Repeat exactly each line of the data provided below.

● **MATERIAL TO PROCESS**
- Opening Delimiter -
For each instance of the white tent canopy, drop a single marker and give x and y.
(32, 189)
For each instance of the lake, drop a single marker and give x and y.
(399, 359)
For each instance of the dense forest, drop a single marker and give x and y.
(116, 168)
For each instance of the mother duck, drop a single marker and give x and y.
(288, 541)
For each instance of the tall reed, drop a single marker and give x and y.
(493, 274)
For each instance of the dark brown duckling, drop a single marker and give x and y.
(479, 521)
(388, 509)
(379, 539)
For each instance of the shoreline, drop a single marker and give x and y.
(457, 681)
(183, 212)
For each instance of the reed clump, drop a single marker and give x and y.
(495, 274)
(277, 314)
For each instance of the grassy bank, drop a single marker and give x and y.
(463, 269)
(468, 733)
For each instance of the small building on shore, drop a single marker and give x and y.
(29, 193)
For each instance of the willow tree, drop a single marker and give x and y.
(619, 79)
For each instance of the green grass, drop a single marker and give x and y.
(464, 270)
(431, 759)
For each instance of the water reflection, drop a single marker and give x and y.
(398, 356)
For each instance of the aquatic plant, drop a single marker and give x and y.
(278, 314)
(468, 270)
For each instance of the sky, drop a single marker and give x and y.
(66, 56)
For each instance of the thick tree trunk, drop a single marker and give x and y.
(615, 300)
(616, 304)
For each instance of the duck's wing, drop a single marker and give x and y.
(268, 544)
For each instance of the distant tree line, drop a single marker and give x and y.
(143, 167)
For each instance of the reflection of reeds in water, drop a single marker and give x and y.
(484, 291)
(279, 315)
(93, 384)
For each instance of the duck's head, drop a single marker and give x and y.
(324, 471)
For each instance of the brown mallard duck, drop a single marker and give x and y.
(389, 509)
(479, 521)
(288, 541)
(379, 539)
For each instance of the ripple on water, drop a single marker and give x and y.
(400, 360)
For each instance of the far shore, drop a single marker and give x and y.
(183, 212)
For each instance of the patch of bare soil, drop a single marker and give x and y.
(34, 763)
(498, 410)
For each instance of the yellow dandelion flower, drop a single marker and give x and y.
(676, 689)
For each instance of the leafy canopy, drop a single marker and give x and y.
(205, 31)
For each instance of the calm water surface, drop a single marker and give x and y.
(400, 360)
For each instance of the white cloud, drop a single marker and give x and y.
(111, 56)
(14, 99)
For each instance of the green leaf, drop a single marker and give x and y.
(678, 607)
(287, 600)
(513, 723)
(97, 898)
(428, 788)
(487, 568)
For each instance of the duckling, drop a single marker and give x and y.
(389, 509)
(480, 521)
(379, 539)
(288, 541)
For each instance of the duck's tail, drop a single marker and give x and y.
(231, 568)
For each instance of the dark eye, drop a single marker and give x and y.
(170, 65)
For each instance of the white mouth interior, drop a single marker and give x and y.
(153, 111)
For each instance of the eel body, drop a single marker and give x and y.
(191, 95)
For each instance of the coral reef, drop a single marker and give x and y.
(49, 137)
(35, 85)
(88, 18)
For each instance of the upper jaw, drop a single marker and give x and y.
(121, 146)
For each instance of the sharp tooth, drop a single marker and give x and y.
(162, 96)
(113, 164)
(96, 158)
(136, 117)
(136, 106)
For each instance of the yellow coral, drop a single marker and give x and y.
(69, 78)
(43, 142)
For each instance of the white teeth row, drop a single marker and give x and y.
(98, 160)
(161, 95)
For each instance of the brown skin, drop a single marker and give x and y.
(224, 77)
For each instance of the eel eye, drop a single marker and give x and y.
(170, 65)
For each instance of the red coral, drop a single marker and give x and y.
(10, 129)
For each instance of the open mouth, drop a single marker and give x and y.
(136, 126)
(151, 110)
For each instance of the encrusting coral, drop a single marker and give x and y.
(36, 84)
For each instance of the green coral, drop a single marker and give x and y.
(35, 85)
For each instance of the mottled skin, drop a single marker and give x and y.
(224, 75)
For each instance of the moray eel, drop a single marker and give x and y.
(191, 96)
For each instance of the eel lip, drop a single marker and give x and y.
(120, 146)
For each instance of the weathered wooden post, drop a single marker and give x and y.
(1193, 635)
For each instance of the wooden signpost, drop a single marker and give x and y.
- Closing Delimiter -
● **TASK SOLUTION**
For each instance of the white tent canopy, drop a single marker and give x and y.
(32, 189)
For each instance of the lake, drop a single marker and give x and y.
(399, 359)
For each instance of the dense forest, drop a single marker and give x and y.
(116, 168)
For each instance of the mother duck, drop a single marker and give x and y.
(288, 541)
For each instance of the tall reed, drop a single marker and give x and y.
(493, 274)
For each instance of the dark brown duckling, drop a single marker and give x and y.
(479, 521)
(388, 509)
(379, 539)
For each instance of the shoreline, drop a single marker and give x and y.
(457, 681)
(183, 212)
For each instance of the reed clump, drop a single marker and give x and y.
(495, 274)
(277, 314)
For each instance of the grassy bank, drop a single marker and give x and y.
(463, 269)
(468, 733)
For each instance of the small building on shore, drop a single marker and give x and y.
(29, 193)
For each instance of the willow tree, drop a single marker and give x and y.
(619, 79)
For each instance of the green grass, drop a single marker and give x and y.
(464, 270)
(431, 759)
For each instance of the water reflection, drop a single marker and give x and y.
(398, 356)
For each instance of the aquatic plant, drop a single marker and give x and y.
(278, 314)
(468, 270)
For each instance of the sky, drop a single marker and give x and y.
(66, 56)
For each instance of the thick tree trunk, drop a single marker and give x and y.
(615, 300)
(616, 304)
For each instance of the duck's wing, drop a single marker and give x and y.
(268, 544)
For each instance of the distant tree line, drop a single marker and give x and y.
(143, 167)
For each instance of the reflection of reeds in water, drop a single marker and give x and y.
(484, 291)
(279, 315)
(93, 384)
For each instance of the duck's head, drop a single marker and give x and y.
(324, 471)
For each instance of the brown mallard duck, drop a single marker and give x and y.
(389, 509)
(479, 521)
(288, 541)
(379, 539)
For each instance of the ripple on water, drop a single marker and give x and y.
(400, 360)
For each instance of the far shore, drop a single marker and give x and y.
(183, 212)
For each instance of the patch of bare soil, drop a single marker and give x and y.
(34, 763)
(498, 410)
For each instance of the yellow dandelion flower, drop a single marker and give x and y.
(676, 689)
For each instance of the leafy canopy, drop a single marker and give x and y.
(205, 31)
For each instance of the calm water surface, drop a single marker and give x and y.
(400, 360)
For each instance of the white cloud, drop a single marker and give x and y.
(111, 56)
(14, 99)
For each instance of the green leaf, drop a single marker and give x and y.
(678, 607)
(287, 600)
(513, 723)
(97, 898)
(428, 788)
(487, 568)
For each instance of the duckling, drop a single marker and give x and y.
(389, 509)
(480, 521)
(379, 539)
(288, 541)
For each instance of the duck's tail, drop a single marker and give x and y.
(231, 568)
For each instance of the dark eye, drop a single marker and give x and y.
(170, 65)
For each instance of the white mouth interior, drop a single marker and give x and y.
(153, 111)
For each instance of the eel body, drop a single marker and give x and y.
(191, 95)
For each instance of the coral reef, drop a single marker and give x and y.
(49, 137)
(35, 85)
(88, 18)
For each instance of the upper jaw, drop a single marker and give x and y.
(121, 146)
For each instance of the sharp tooth, drop a single marker and give x and y.
(162, 96)
(113, 164)
(96, 158)
(136, 117)
(136, 106)
For each instance of the yellow coral, drop a single marker and give x and y.
(69, 78)
(43, 142)
For each instance of the white teeth row, drop a single marker and give x and y.
(98, 160)
(161, 95)
For each instance of the brown skin, drop a single marker and give x and y.
(224, 77)
For each instance of the eel eye, drop a single marker and give x and y.
(170, 65)
For each instance of the red coral, drop a single marker and give x and y.
(10, 129)
For each instance of the open mouth, drop a single marker and give x and y.
(136, 126)
(151, 110)
For each instance of the encrusting coral, drop a single marker and give x and y.
(36, 84)
For each instance of the green coral, drop a single marker and give x and y.
(35, 85)
For each instance of the mottled skin, drop a single marker and give x and y.
(224, 75)
For each instance of the moray eel, drop a single marker and give x and y.
(191, 96)
For each instance of the eel lip, drop a single marker and give x and y.
(120, 146)
For each instance of the weathered wooden post, drop a single marker and give x and y.
(1193, 635)
For each instance of the wooden signpost, drop a single marker and give x and y.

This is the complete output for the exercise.